* start *

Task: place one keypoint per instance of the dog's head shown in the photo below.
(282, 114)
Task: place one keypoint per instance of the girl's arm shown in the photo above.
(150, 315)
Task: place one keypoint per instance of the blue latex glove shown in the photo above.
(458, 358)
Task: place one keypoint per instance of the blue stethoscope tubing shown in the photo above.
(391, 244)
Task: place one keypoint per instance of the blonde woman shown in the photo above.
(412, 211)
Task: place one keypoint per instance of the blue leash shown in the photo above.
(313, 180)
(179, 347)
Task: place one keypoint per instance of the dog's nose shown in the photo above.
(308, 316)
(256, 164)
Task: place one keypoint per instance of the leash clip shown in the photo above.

* end *
* start *

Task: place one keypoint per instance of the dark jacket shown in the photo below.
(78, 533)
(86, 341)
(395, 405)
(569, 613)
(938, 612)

* end *
* start *

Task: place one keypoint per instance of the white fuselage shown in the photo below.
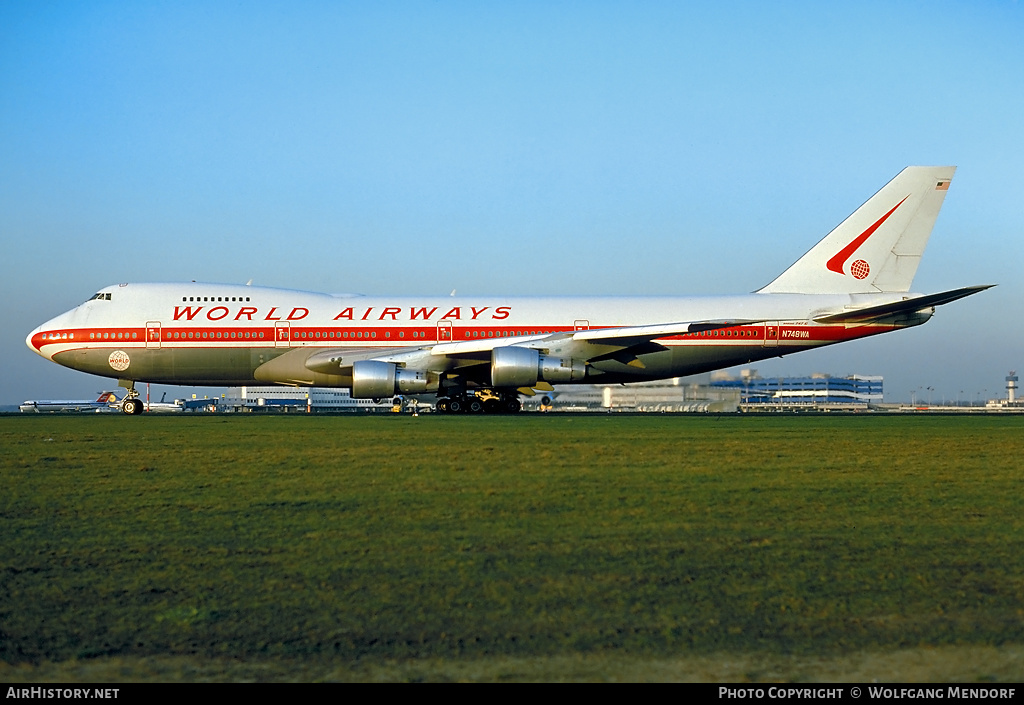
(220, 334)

* end *

▸ **THE PROBLEM**
Rewrite everything from the line containing "Task: place one keypoint per instance of the girl's" down to the line containing "Task: place one keypoint per instance of the leash", changing "dog's nose" to "dog's muzzle" and keeping all else the same.

▸ **ANSWER TO THIS TASK**
Task: place one keypoint per instance of the girl's arm shown in the photo above.
(150, 315)
Task: place one keypoint per instance of the blue latex glove shown in the photo above.
(458, 358)
Task: place one keypoint per instance of the blue stethoscope tubing shown in the photo above.
(391, 244)
Task: place one keypoint per instance of the blonde woman shown in the photo above.
(412, 211)
Task: place one keypoint per instance of the blue leash shown in the photo above.
(313, 180)
(179, 347)
Task: place one keypoint per instance of the dog's muzzle shown in the photo above.
(308, 316)
(256, 164)
Task: place one keypoint per instance of the leash clip shown in the photo above.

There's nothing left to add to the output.